## INSTRUCCIONES
A: Según el texto sobre Nauvoo, ¿cuántos hombres formaban el populacho armado reunido en Carthage?
B: Resume el texto sobre Nauvoo en dos oraciones.
C: Enumera todas las personas que el texto sobre Nauvoo menciona por su nombre.

## TEXTO PROPORCIONADO

******

Como cordero al matadero

Después de que Thomas Sharp hizo su llamada a las armas, la ira contra los santos en Nauvoo se propagó por la región como reguero de pólvora. Los ciudadanos se manifestaron en las cercanías de Warsaw y Carthage para protestar por la destrucción del Expositor. Los líderes locales pidieron a los hombres de la región que se unieran a ellos para alzarse en contra de los santos1. En dos días se había formado en Carthage un populacho armado de trescientos hombres, listos para marchar sobre Nauvoo y aniquilar a los santos2.

A ciento sesenta millas al noreste de Nauvoo, Peter Maughan y Jacob Peart se sentaron a comer en un hotel. Por indicaciones de José, habían llegado a la región a buscar un yacimiento de carbón para que lo comprara la Iglesia. José creía que sería rentable extraer el carbón y enviarlo por el Misisipi en el Maid of Iowa, el barco de vapor de la Iglesia3.

Mientras esperaban su comida, Peter abrió el periódico y leyó un informe que decía que había tenido lugar una enorme batalla en Nauvoo, que había matado a miles. Conmocionado y temeroso por Mary y sus hijos, Peter le mostró el informe a Jacob.

Los dos hombres tomaron el siguiente barco a casa. Cuando estaban a unos cincuenta kilómetros de Nauvoo, se enteraron con alivio de que no se había librado ninguna batalla. Pero parecía ser solo una cuestión de tiempo que estallara la violencia4.

******

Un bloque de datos
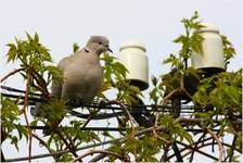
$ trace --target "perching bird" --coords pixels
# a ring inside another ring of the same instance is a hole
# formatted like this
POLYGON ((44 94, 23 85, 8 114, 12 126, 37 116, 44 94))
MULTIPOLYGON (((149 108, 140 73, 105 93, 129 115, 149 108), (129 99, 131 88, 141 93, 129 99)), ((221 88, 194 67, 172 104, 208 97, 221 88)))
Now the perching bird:
POLYGON ((52 95, 82 104, 90 103, 102 83, 100 54, 112 50, 103 36, 92 36, 87 46, 59 63, 64 83, 52 83, 52 95))
MULTIPOLYGON (((108 39, 104 36, 91 36, 85 48, 60 61, 57 67, 63 72, 64 80, 52 82, 53 97, 64 98, 81 104, 91 103, 102 83, 100 54, 111 51, 108 39)), ((31 110, 36 116, 40 104, 31 110)))

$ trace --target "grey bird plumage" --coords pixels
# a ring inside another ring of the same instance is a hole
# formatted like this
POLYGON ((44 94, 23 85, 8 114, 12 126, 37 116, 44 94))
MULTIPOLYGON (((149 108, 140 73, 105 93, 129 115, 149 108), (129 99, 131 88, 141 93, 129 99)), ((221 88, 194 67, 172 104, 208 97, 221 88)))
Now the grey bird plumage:
POLYGON ((108 40, 103 36, 92 36, 87 46, 74 55, 59 63, 64 83, 53 82, 52 95, 80 103, 90 103, 102 83, 100 54, 111 51, 108 40))
MULTIPOLYGON (((100 54, 111 51, 108 39, 104 36, 91 36, 85 48, 60 61, 57 67, 63 72, 63 82, 53 80, 51 93, 81 104, 91 103, 102 84, 100 54)), ((31 109, 36 116, 41 104, 31 109)))

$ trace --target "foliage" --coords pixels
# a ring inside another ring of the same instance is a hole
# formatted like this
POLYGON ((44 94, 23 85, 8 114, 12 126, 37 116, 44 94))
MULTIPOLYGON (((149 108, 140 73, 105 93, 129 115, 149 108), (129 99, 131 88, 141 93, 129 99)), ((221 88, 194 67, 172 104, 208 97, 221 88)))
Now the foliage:
MULTIPOLYGON (((196 78, 201 77, 201 71, 188 67, 188 59, 192 51, 202 51, 203 37, 195 30, 203 27, 197 12, 191 18, 182 18, 181 23, 184 26, 184 35, 179 36, 174 40, 175 43, 181 45, 178 57, 170 54, 165 64, 170 64, 172 71, 161 76, 152 76, 153 85, 150 91, 150 100, 154 104, 152 109, 158 110, 158 104, 167 104, 170 101, 165 98, 166 95, 175 90, 175 85, 178 85, 184 76, 193 75, 196 78)), ((15 43, 9 43, 9 52, 7 54, 8 62, 21 62, 20 71, 15 73, 22 74, 26 84, 26 92, 23 99, 13 100, 12 98, 1 97, 1 134, 2 141, 9 139, 12 145, 18 150, 20 140, 23 136, 29 140, 31 146, 31 136, 35 129, 28 127, 38 127, 44 124, 48 128, 43 133, 49 131, 49 136, 42 137, 40 141, 49 152, 69 150, 64 154, 53 156, 55 161, 65 162, 72 161, 77 156, 76 150, 80 147, 90 143, 102 142, 105 138, 115 139, 116 135, 111 131, 97 133, 91 130, 82 130, 81 128, 89 124, 89 120, 81 121, 67 116, 69 106, 68 101, 57 99, 49 95, 48 88, 52 79, 62 80, 62 72, 52 66, 52 59, 49 50, 39 42, 39 36, 27 35, 26 40, 15 38, 15 43), (34 92, 41 92, 42 103, 39 104, 42 109, 38 112, 39 116, 34 120, 28 120, 25 116, 29 108, 29 98, 35 98, 34 92), (43 98, 42 98, 43 97, 43 98), (20 104, 23 104, 21 108, 20 104), (26 118, 27 127, 20 125, 21 116, 26 118), (60 121, 65 117, 68 123, 65 126, 60 125, 60 121), (28 122, 28 123, 27 123, 28 122), (17 130, 14 133, 14 130, 17 130)), ((232 43, 222 37, 223 53, 227 64, 234 57, 235 52, 232 43)), ((77 52, 79 46, 73 45, 73 52, 77 52)), ((117 62, 112 54, 104 53, 101 58, 103 65, 103 83, 97 99, 102 101, 117 100, 122 104, 126 103, 124 109, 130 109, 138 103, 138 97, 143 97, 138 87, 129 85, 126 74, 129 73, 126 67, 117 62), (115 98, 111 99, 106 92, 115 92, 115 98)), ((13 74, 14 75, 14 74, 13 74)), ((242 70, 232 73, 220 73, 212 77, 205 77, 201 80, 197 91, 194 93, 192 101, 196 109, 191 117, 202 120, 200 122, 184 123, 183 118, 175 120, 174 116, 167 113, 156 112, 154 128, 145 128, 143 126, 135 126, 129 131, 120 131, 123 139, 113 141, 107 151, 112 151, 122 156, 135 158, 138 162, 158 162, 158 155, 171 154, 166 153, 170 147, 177 142, 187 143, 188 149, 192 151, 196 149, 197 141, 194 140, 194 133, 189 133, 187 129, 201 128, 206 131, 207 128, 214 129, 215 122, 219 125, 218 137, 222 137, 226 133, 236 136, 235 148, 242 147, 241 125, 235 125, 235 120, 241 121, 242 115, 242 70), (143 134, 139 134, 142 130, 143 134), (136 135, 137 134, 137 135, 136 135), (125 141, 122 141, 125 140, 125 141)), ((101 103, 102 105, 102 103, 101 103)), ((94 115, 100 110, 89 109, 90 114, 94 115)), ((133 111, 133 110, 131 110, 133 111)), ((153 114, 153 115, 154 115, 153 114)), ((142 116, 143 117, 143 116, 142 116)), ((131 127, 129 118, 123 116, 123 120, 117 116, 118 126, 131 127), (129 123, 128 123, 129 122, 129 123)), ((107 123, 108 126, 108 123, 107 123)), ((47 134, 47 133, 46 133, 47 134)), ((39 136, 39 135, 38 135, 39 136)), ((203 138, 204 139, 204 138, 203 138)), ((199 140, 204 145, 203 140, 199 140)), ((213 140, 215 141, 215 140, 213 140)), ((30 148, 29 148, 30 149, 30 148)), ((176 152, 176 150, 174 151, 176 152)), ((228 153, 232 153, 229 149, 228 153)), ((178 154, 178 153, 176 153, 178 154)), ((193 154, 192 154, 193 156, 193 154)), ((115 161, 115 155, 106 156, 106 161, 115 161)), ((233 156, 235 159, 235 156, 233 156)), ((166 160, 169 161, 169 160, 166 160)))

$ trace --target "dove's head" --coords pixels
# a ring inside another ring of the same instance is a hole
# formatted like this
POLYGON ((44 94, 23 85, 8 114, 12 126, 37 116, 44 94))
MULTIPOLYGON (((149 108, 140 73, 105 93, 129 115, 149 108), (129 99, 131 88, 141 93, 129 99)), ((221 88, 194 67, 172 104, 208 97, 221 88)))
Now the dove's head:
POLYGON ((112 50, 108 47, 108 39, 104 36, 91 36, 87 42, 87 48, 95 51, 98 54, 112 50))

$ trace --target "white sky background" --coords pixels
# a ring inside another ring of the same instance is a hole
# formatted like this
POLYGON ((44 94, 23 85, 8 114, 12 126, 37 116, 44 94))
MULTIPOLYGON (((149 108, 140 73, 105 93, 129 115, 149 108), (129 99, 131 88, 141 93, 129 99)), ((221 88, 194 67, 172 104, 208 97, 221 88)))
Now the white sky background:
MULTIPOLYGON (((25 38, 25 32, 39 34, 55 63, 73 51, 74 42, 84 47, 91 35, 106 36, 114 54, 122 41, 136 38, 146 46, 150 76, 165 74, 169 66, 162 65, 162 60, 179 50, 172 40, 184 33, 180 20, 191 17, 196 10, 232 41, 236 57, 229 71, 235 71, 243 63, 242 7, 241 0, 1 0, 0 75, 18 67, 5 64, 5 45, 13 42, 15 36, 25 38)), ((4 84, 23 87, 14 77, 4 84)), ((27 149, 22 155, 25 153, 27 149)))

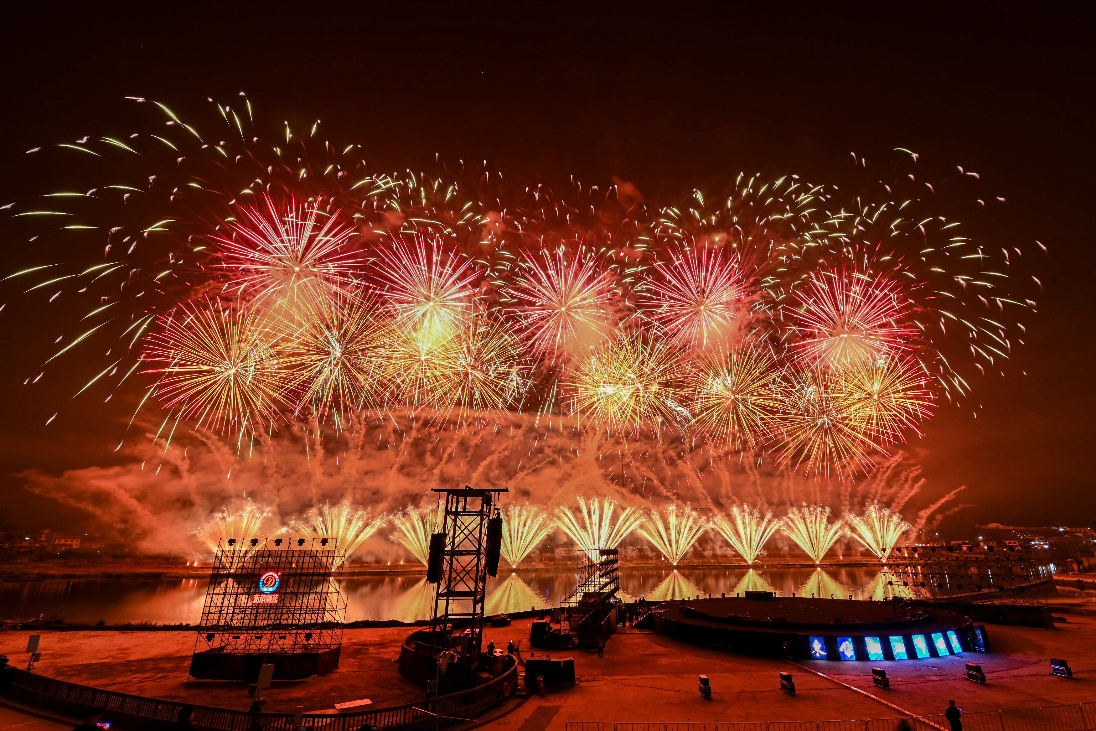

******

## SOLUCIONES A CONTINUACIÓN
A: Trescientos hombres.

B: Tras la llamada a las armas de Thomas Sharp, la ira contra los santos se extendió por la región y en dos días se formó en Carthage un populacho armado de trescientos hombres dispuesto a marchar sobre Nauvoo. Peter Maughan y Jacob Peart, que buscaban carbón para la Iglesia lejos de Nauvoo, leyeron en un periódico sobre una supuesta batalla con miles de muertos y regresaron, y a unos cincuenta kilómetros de casa supieron con alivio que no había habido ninguna batalla, aunque la violencia parecía inminente.

C: Thomas Sharp, Peter Maughan, Jacob Peart, José y Mary.